GIVEN PASSAGE:
━━━━━━━━

Optimizing "withColumn when otherwise" performance in pyspark

Question

I work on project with pyspark on databricks . I have a part of code (below) that reformat a string based on a date (french).

The existing code, besides from being verbose, is causing some performance issues like :

not being able to display the dataframe, having a constant "running command"
causing "Driver is up but is not responsive, likely due to GC."

Only csv files are used in this projet (for read and write). No database is used.

I'm trying to handle the formatting task in a better way to avoid the performace and memory issues. Any suggestion?

Thanks a lot !

courriers = courriers.withColumn('Vague',when(courriers["Vague"] == "XXX Janvier 2020","XXX0120").otherwise(courriers["Vague"]))
courriers = courriers.withColumn('Vague',when(courriers["Vague"] == "XXX Fevrier 2020","XXX0220").otherwise(courriers["Vague"]))
courriers = courriers.withColumn('Vague',when(courriers["Vague"] == "XXX Mars 2020","XXX0320").otherwise(courriers["Vague"]))
courriers = courriers.withColumn('Vague',when(courriers["Vague"] == "XXX Avril 2020","XXX0420").otherwise(courriers["Vague"]))
courriers = courriers.withColumn('Vague',when(courriers["Vague"] == "XXX Mai 2020","XXX0520").otherwise(courriers["Vague"]))
courriers = courriers.withColumn('Vague',when(courriers["Vague"] == "XXX Juin 2020","XXX0620").otherwise(courriers["Vague"]))
courriers = courriers.withColumn('Vague',when(courriers["Vague"] == "XXX Juillet 2020","XXX0720").otherwise(courriers["Vague"]))
courriers = courriers.withColumn('Vague',when(courriers["Vague"] == "XXX Aout 2020","XXX0820").otherwise(courriers["Vague"]))

━━━━━━━━

TASK GOAL:
Continue the PySpark question about reformatting French month names, starting right after its last line of code.

━━━━━━━━

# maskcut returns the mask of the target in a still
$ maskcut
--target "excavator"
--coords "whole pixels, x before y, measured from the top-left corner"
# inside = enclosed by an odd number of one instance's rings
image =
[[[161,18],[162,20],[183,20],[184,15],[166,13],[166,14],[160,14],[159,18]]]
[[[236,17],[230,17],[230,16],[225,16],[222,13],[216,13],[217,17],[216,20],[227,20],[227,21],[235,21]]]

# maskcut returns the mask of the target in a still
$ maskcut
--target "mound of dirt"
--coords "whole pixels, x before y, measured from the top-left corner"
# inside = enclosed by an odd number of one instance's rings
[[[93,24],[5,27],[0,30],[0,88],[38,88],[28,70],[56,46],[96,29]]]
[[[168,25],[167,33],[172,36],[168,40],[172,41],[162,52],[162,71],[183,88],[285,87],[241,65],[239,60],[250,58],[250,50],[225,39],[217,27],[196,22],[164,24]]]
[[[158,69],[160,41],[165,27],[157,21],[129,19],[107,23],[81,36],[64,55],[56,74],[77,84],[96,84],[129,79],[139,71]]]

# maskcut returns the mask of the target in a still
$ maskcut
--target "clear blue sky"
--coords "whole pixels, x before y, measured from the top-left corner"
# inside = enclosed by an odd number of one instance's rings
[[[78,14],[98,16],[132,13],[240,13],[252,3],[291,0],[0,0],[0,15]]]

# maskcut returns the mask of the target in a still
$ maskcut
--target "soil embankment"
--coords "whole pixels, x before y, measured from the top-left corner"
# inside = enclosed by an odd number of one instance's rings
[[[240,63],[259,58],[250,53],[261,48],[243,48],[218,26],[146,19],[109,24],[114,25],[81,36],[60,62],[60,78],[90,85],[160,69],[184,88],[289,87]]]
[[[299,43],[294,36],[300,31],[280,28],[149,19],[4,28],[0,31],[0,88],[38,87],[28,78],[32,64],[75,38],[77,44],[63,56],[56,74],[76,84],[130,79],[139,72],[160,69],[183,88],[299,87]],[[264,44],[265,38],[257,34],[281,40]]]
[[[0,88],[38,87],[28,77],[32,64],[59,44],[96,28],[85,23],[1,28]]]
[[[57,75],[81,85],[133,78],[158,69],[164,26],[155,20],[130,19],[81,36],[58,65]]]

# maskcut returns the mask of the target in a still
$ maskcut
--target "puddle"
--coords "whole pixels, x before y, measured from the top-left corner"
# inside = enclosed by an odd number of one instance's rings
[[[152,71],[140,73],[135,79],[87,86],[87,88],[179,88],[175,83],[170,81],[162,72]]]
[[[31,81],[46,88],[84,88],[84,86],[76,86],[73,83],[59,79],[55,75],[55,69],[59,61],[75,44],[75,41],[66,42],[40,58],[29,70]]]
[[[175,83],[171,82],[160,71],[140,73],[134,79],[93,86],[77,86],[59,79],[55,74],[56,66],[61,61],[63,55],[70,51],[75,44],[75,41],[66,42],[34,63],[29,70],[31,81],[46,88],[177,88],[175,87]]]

━━━━━━━━

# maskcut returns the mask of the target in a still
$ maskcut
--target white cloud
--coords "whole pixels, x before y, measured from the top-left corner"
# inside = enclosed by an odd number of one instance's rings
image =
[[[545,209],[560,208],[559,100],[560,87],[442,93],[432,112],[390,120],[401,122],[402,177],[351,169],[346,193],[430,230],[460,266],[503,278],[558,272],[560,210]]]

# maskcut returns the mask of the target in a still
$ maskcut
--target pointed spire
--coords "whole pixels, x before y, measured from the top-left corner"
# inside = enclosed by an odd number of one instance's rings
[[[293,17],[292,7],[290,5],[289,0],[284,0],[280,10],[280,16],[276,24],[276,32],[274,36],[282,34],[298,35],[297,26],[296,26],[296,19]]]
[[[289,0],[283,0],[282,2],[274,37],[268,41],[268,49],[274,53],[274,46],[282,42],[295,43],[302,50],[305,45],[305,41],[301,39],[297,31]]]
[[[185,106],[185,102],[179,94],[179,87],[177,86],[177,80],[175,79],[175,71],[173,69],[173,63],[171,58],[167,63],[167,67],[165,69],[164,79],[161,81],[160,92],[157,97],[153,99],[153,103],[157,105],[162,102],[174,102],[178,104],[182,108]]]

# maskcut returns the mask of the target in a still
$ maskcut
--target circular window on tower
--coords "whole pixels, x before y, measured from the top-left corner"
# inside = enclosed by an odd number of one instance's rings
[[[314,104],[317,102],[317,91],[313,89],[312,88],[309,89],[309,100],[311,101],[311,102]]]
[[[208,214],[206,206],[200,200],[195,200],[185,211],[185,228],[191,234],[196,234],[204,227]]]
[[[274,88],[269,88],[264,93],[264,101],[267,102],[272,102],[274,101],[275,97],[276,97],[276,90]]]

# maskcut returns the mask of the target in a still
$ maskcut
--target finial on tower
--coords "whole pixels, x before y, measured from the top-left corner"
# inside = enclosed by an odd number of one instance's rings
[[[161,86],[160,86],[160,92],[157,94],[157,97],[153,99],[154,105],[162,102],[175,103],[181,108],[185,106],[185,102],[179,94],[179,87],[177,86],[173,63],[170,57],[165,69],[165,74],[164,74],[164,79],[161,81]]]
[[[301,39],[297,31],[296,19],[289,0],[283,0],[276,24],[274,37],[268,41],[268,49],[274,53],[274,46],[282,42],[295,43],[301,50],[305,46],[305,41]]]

━━━━━━━━

SOLVED PROBLEM:
courriers = courriers.withColumn('Vague',when(courriers["Vague"] == "XXX Septembre 2020","XXX0920").otherwise(courriers["Vague"]))
courriers = courriers.withColumn('Vague',when(courriers["Vague"] == "XXX Octobre 2020","XXX1020").otherwise(courriers["Vague"]))
courriers = courriers.withColumn('Vague',when(courriers["Vague"] == "XXX Novembre 2020","XXX1120").otherwise(courriers["Vague"]))
courriers = courriers.withColumn('Vague',when(courriers["Vague"] == "XXX Decembre 2020","XXX1220").otherwise(courriers["Vague"]))
courriers = courriers.withColumn('Vague',when(courriers["Vague"] == "XXX Janvier 2021","XXX0121").otherwise(courriers["Vague"]))
courriers = courriers.withColumn('Vague',when(courriers["Vague"] == "XXX Fevrier 2021","XXX0221").otherwise(courriers["Vague"]))
courriers = courriers.withColumn('Vague',when(courriers["Vague"] == "XXX Mars 2021","XXX0321").otherwise(courriers["Vague"]))
courriers = courriers.withColumn('Vague',when(courriers["Vague"] == "XXX Avril 2021","XXX0421").otherwise(courriers["Vague"]))
courriers = courriers.withColumn('Vague',when(courriers["Vague"] == "XXX Mai 2021","XXX0521").otherwise(courriers["Vague"]))
courriers = courriers.withColumn('Vague',when(courriers["Vague"] == "XXX Juin 2021","XXX0621").otherwise(courriers["Vague"]))
courriers = courriers.withColumn('Vague',when(courriers["Vague"] == "XXX Juillet 2021","XXX0721").otherwise(courriers["Vague"]))
courriers = courriers.withColumn('Vague',when(courriers["Vague"] == "XXX Aout 2021","XXX0821").otherwise(courriers["Vague"]))
courriers = courriers.withColumn('Vague',when(courriers["Vague"] == "XXX Septembre 2021","XXX0921").otherwise(courriers["Vague"]))
courriers = courriers.withColumn('Vague',when(courriers["Vague"] == "XXX Octobre 2021","XXX1021").otherwise(courriers["Vague"]))
courriers = courriers.withColumn('Vague',when(courriers["Vague"] == "XXX Novembre 2021","XXX1121").otherwise(courriers["Vague"]))
courriers = courriers.withColumn('Vague',when(courriers["Vague"] == "XXX Decembre 2021","XXX1221").otherwise(courriers["Vague"]))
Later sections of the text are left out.